▸ TEXT SECTION

Once on the box, we wanted to create a container with utilities in the fs but didn't want to download an image tarball or look through the rootfs layer directories for one to use, so we just bind mounted host root onto another directory, beside the config file we were using.
This worked like a charm. Until we rm -rf'd the config directory and deleted host root in the process.
In our case, fortunately the consequences were minimal as all workloads were stateless. The container scheduler moved all the workloads to other hosts and the host scheduler noticed this VM wasn't responding any more and rolled a new one. The whole thing resolved itself in about 5 minutes with no interaction from us - so that was pretty neat.
I once cloned a directory for standing up an environment via Terraform. I modified all of the environment variables and config and ran it. It worked perfectly. Except I’d forgotten to wipe out the Terraform state, which meant that in the process of creating a new environment, it completely deleted the environment I had cloned. That was my initiation into very experienced :)
Some time ago, it was common in Unix sites to have an NFS filesystem mounted on all machines that contained locally-built binaries to augment those provided by the operating system. At this site, we used a bunch of different platforms: OSF/1, Solaris, Linux, HP/UX, etc. So we had a large filesystem containing the source code, and built binaries for all the different platforms, and this included heaps of things, from Bash upwards.
A colleague of mine accidentally ran rm -rf on this filesystem.
It was taking a loooong time, so he realised and killed it, but not before it had removed a heap of stuff. Because this was something that could be rebuilt, it wasn't backed up, so we had to go through the process of downloading the tarballs, and recompiling everything for all the different platforms. It took a few days to recover most of it, and weeks to completely restore things.
The day after the incident, when he arrived at work, he found his keyboard was missing a few keycaps. It took him a while to realise that there were four gone: 'R', 'M', '-', and 'F' ...
Reminds me of when I accidentally deleted a virtual hard disk I had a few years ago, because I'd copied it earlier and I thought I still had the other copy left. Only afterward did I remember I'd done the exact same thing to the other copy earlier... thankfully the information on it wasn't critical, but it was kind of terrifying to realize it very well could have been.
I have been that boss. Is that you, Wendel? In any case: the deletion even had a "type your app name to confirm" prompt, but I knew I wanted to act on production; the issue was deleting the wrong one of multiple production databases. The takeaway was to grab a second pair of eyes to review any dangerous operations.
I deleted our production CRM database meaning to delete the test database. While my boss was running queries on the database for setting my quarterly bonus.
Good news is that I was deleting the test database to ensure that the recovery from backups was properly automated, so it wasn't down too long.
Yup. Senior dev here, my own devops config screw up wiped out all production sales order data earlier this year. Had to restore from multiple backups, took a while. Stressful experience.
Consider network partitioning so dev/test/accept just has 0 contact with prod.
Most of the worst production issues I've been involved with have come from trying to fix a minor issue and then somebody making a mistake. The way our brains are wired to handle stress isn't really useful for debugging complicated problems.

▸ EXERCISES
1: Pull out each line of the records below that contains the word "tall".
2: Extend the thread about accidental deletions, beginning right after its final post.

▸ PROVIDED MATERIAL
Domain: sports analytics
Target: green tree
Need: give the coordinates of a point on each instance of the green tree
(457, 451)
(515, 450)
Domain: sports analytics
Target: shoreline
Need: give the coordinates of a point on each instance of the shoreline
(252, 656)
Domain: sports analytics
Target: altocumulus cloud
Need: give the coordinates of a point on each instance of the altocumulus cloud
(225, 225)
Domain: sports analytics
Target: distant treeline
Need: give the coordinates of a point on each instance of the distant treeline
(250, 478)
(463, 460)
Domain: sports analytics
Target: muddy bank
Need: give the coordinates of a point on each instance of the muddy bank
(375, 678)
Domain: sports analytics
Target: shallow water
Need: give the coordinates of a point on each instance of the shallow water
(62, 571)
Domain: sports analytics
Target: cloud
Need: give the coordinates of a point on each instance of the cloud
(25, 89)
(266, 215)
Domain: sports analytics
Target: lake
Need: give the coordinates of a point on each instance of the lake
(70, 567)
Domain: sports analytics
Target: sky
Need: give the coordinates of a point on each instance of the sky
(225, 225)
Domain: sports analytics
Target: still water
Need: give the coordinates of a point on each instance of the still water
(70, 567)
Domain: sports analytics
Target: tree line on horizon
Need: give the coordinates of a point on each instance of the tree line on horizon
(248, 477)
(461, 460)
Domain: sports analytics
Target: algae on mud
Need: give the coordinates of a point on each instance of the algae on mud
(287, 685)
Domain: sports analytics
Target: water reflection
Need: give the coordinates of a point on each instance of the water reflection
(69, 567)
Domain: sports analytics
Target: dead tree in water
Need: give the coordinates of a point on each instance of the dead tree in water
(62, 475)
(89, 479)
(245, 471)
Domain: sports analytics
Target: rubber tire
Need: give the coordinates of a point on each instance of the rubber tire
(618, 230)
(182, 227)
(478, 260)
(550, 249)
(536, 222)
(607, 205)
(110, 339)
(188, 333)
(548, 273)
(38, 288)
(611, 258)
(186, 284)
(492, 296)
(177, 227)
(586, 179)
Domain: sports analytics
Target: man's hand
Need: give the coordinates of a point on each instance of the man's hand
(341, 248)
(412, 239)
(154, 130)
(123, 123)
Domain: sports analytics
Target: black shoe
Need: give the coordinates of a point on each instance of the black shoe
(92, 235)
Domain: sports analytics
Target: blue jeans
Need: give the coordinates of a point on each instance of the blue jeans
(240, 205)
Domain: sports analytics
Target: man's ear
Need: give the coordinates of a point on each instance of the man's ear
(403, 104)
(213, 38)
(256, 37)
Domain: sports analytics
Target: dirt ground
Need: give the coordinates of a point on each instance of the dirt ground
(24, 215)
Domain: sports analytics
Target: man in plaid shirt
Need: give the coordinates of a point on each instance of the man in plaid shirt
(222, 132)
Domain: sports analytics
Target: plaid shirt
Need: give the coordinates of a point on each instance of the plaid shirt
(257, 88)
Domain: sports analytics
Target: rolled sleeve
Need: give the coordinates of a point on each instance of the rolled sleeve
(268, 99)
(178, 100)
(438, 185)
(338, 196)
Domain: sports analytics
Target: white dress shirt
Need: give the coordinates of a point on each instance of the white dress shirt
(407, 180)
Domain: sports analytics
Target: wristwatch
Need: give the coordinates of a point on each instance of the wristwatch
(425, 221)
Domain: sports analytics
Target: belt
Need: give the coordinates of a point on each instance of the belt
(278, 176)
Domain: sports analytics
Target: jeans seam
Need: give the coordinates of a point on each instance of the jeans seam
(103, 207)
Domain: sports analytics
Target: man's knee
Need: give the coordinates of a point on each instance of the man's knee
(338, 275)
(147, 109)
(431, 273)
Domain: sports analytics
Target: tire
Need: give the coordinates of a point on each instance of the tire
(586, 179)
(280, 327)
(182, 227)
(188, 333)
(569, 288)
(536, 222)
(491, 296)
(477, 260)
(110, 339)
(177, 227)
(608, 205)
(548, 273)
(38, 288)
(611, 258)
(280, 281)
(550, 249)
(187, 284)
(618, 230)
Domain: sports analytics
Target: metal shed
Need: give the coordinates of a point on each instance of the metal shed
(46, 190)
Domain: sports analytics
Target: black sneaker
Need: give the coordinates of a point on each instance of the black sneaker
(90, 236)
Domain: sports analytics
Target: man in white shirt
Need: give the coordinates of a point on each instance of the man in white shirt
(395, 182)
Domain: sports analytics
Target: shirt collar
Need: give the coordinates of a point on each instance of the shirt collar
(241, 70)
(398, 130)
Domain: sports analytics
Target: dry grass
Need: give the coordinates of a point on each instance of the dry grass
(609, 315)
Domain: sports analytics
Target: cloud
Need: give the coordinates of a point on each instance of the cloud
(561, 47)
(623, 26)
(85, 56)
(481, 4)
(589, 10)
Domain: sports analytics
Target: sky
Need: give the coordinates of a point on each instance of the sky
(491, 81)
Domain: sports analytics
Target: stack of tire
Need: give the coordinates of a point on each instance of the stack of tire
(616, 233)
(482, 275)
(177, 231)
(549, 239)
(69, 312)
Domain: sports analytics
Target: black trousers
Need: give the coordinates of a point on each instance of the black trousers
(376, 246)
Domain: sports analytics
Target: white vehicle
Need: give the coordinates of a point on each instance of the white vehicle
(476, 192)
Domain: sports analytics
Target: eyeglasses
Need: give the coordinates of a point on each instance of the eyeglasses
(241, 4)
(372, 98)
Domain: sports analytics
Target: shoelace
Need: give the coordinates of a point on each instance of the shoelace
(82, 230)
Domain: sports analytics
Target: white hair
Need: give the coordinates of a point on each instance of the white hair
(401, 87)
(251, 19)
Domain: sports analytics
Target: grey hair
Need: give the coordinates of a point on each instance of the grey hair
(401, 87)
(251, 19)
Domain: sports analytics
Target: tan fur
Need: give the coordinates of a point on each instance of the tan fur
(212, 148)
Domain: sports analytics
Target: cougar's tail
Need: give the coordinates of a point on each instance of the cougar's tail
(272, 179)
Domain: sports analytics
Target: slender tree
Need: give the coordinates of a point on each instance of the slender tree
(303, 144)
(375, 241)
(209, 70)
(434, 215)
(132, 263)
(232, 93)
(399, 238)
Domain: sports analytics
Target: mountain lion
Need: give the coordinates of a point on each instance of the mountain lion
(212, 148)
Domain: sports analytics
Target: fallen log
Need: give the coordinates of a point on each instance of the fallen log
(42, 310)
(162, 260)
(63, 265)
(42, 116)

* * *

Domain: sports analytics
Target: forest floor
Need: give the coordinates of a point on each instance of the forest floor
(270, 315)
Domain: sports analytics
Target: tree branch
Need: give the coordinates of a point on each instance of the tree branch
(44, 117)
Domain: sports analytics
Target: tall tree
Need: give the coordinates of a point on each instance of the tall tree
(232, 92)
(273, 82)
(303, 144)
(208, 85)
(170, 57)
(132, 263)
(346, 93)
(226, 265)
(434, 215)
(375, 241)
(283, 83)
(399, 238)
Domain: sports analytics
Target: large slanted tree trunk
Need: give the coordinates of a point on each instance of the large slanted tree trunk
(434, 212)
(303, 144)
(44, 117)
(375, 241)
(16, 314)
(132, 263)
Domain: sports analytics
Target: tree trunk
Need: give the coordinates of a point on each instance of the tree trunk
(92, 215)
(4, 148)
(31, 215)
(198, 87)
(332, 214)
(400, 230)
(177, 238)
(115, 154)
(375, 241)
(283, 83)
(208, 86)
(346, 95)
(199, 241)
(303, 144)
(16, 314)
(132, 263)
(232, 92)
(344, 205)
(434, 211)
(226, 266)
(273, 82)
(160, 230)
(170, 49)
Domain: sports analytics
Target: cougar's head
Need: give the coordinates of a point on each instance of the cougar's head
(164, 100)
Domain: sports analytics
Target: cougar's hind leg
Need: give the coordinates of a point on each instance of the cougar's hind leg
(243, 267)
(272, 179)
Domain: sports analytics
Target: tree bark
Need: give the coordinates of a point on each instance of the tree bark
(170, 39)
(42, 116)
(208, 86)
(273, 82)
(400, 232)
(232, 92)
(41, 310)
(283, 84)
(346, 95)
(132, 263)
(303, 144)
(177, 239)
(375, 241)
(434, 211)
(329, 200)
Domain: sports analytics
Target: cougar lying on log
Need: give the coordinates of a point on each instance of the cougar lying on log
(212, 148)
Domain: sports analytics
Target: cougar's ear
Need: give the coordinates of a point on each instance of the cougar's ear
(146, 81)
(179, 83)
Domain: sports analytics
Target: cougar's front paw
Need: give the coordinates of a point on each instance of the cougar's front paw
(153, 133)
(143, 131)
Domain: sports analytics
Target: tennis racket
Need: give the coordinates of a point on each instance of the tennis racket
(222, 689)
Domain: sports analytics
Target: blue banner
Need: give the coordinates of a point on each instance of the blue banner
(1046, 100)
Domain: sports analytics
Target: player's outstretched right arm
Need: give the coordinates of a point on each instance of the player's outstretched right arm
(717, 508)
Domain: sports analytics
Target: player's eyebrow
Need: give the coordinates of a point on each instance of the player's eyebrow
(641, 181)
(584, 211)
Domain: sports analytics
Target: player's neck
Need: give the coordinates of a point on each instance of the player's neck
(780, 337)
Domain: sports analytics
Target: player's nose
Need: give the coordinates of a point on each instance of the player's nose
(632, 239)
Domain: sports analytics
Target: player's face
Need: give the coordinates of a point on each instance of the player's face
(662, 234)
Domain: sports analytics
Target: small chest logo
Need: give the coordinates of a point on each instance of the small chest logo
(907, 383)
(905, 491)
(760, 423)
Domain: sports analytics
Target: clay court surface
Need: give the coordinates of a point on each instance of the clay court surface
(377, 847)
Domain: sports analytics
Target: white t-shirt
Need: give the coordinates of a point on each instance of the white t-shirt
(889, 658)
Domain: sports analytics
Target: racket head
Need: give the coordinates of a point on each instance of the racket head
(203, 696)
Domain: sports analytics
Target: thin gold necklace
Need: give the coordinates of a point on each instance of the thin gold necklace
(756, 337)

* * *

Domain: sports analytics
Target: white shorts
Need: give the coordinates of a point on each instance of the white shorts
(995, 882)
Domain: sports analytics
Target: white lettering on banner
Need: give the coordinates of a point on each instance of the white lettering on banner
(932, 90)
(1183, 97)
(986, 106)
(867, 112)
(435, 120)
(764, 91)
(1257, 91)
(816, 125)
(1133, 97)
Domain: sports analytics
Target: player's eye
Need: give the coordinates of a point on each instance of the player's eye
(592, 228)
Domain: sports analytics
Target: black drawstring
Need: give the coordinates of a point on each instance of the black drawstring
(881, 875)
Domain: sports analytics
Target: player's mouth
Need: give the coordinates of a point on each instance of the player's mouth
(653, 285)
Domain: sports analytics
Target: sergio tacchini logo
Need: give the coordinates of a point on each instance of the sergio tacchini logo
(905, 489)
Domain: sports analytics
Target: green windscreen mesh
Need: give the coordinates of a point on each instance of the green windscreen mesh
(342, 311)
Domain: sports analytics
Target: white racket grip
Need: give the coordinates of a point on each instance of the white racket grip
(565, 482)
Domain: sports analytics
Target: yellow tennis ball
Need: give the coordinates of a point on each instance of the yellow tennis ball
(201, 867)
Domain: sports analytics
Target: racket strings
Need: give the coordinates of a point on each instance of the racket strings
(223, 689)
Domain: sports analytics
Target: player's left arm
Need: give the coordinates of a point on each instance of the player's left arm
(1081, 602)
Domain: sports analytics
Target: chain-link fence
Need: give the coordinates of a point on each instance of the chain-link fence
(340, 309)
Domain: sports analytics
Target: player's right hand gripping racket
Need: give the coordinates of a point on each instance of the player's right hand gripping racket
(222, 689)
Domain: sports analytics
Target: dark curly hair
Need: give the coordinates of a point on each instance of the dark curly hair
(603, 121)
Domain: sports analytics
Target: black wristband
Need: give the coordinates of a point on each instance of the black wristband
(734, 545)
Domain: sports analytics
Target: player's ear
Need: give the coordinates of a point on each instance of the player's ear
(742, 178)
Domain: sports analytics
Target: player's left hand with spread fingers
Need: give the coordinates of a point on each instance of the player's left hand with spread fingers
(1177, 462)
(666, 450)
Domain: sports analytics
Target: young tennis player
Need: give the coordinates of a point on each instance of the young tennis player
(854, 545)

▸ TASK RESULTS
1:
Target: tall tree
Need: give the coordinates of a point on each instance of the tall tree

2:
Ever since hearing about point-and-call, I've started using it in the kitchen when turning on the stove. I used to destroy one or two pans a year by turning on the wrong burner, but it's now been about a year and a half and I haven't screwed it up yet.
The knobs are labeled with a terrible little glyph meant to indicate which is which, and I've supplemented this with plain-english Brady labels "front left", "front right", etc. Now I speak the words above the knob, and point to the burner. It felt goofy at first, but now it feels normal, and like I'm tempting fate if I skip it.
I'm curious how exactly you managed to destroy pans. I've never destroyed a pan in my life, and take no particular precautions - is this a common thing? Is this more common with non-stick stuff or something?
The non-stick ones especially, but even plain metal pans will warp if they get hot enough. And then they don't sit flat on the burner, which might not matter on a gas stove, but contact with an electric burner is pretty important.
Not sure how it is in other countries, but don't the knobs when going left-to-right always correspond clockwise to the burners, starting at the lower left? And the oven knob is to the right?
My four knobs go front to back. I don't know what order they're in - the glyphs are fairly readable to me. I've seen this arrangement plenty, it's not unique.
Worth mentioning that, assuming the single study on the matter can be believed, the pointing and calling method is extremely effective in reducing the incidence of silly mistakes (that is, mistakes made in simple routine tasks, by competent individuals).
Unfortunately, it strikes many as looking rather silly, so it hasn't been widely adopted.
I learned a technique from a gray beard[0] when I worked as a student sys admin for the CS dept over two decades ago. Whenever typing a destructive command, he'd take his hands off the keyboard and drop them to his side, re-read the command, then put his hands back to press enter.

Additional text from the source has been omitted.